### [PROBLEM DESCRIPTION]
Copy every row below word for word, with no changes.

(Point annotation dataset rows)
..........

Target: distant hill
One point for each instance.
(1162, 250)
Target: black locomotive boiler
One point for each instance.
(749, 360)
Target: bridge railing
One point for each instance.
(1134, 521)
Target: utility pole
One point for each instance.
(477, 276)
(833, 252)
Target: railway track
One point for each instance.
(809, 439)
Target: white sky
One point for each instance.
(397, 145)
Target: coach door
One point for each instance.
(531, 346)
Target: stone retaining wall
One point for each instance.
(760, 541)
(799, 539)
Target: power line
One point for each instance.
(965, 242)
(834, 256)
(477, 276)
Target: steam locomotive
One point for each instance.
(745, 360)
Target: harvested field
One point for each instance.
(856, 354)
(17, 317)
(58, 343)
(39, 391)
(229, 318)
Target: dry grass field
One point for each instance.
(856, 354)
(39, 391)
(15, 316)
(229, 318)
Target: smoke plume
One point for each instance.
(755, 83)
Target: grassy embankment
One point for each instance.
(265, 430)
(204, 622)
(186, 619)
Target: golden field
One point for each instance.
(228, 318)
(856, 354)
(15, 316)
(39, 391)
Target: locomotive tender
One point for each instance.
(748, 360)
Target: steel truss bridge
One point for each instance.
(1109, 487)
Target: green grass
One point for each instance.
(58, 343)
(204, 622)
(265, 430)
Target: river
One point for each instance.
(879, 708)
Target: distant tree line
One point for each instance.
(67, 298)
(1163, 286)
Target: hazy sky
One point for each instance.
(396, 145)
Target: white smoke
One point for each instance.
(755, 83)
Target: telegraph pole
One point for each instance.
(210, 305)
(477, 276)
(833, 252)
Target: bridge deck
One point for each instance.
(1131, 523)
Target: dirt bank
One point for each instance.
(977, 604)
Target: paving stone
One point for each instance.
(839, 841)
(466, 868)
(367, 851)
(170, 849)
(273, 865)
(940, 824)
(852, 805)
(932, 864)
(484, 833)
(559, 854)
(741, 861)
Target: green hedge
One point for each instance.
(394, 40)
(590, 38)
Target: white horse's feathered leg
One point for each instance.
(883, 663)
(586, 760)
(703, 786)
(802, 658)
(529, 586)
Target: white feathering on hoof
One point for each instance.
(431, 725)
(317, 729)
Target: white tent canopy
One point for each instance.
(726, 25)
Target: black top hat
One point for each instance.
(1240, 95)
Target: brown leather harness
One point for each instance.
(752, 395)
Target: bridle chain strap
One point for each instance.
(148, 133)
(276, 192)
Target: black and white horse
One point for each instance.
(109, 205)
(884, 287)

..........

### [EXERCISE SOLUTION]
Target: distant hill
One point for each instance.
(1162, 250)
Target: black locomotive boiler
One point for each instance.
(749, 360)
Target: bridge railing
One point for each instance.
(1134, 521)
Target: utility pole
One point for each instance.
(477, 276)
(833, 252)
Target: railway track
One point for each instance.
(809, 439)
Target: white sky
One point for each instance.
(397, 145)
Target: coach door
One point for each instance.
(531, 346)
Target: stone retaining wall
One point for each instance.
(760, 541)
(799, 539)
Target: power line
One point for each instance.
(965, 242)
(834, 256)
(477, 276)
Target: steam locomotive
One point for each instance.
(745, 360)
Target: harvested field
One point for each instance.
(856, 354)
(17, 317)
(58, 343)
(39, 391)
(229, 318)
Target: dry grass field
One point for each instance.
(856, 354)
(39, 391)
(15, 316)
(229, 318)
Target: smoke plume
One point for each instance.
(755, 83)
Target: grassy embankment
One point for each instance.
(265, 430)
(204, 622)
(186, 619)
Target: golden field
One point for each instance.
(228, 318)
(856, 354)
(15, 316)
(39, 391)
Target: locomotive tender
One point for each instance.
(748, 360)
Target: steel truss bridge
One point for each instance.
(1109, 487)
Target: green grass
One point for each instance.
(58, 343)
(204, 622)
(265, 430)
Target: river
One point for each instance.
(879, 708)
Target: distant tree line
One point for each instance.
(67, 298)
(1163, 286)
Target: hazy sky
One point for each instance.
(396, 145)
Target: white smoke
One point for each instance.
(755, 83)
Target: telegraph pole
One point for each instance.
(210, 305)
(477, 276)
(833, 252)
Target: bridge deck
One point for each instance.
(1131, 523)
Target: dirt bank
One point for each instance.
(977, 604)
Target: paving stone
One point for each instance.
(839, 841)
(466, 868)
(367, 851)
(170, 849)
(273, 865)
(940, 824)
(852, 805)
(932, 864)
(484, 833)
(559, 854)
(741, 861)
Target: green hedge
One point for each instance.
(394, 40)
(590, 38)
Target: white horse's feathered leg
One point for each instance.
(883, 663)
(586, 760)
(703, 786)
(802, 658)
(529, 586)
Target: white feathering on hoof
One point for each instance.
(431, 725)
(317, 729)
Target: white tent canopy
One point for each instance.
(726, 25)
Target: black top hat
One point for each instance.
(1240, 95)
Target: brown leather harness
One point for each instance.
(752, 395)
Target: bridle chain strap
One point for each instance.
(148, 133)
(276, 192)
Target: black and white horse
One point for each instance.
(109, 205)
(884, 287)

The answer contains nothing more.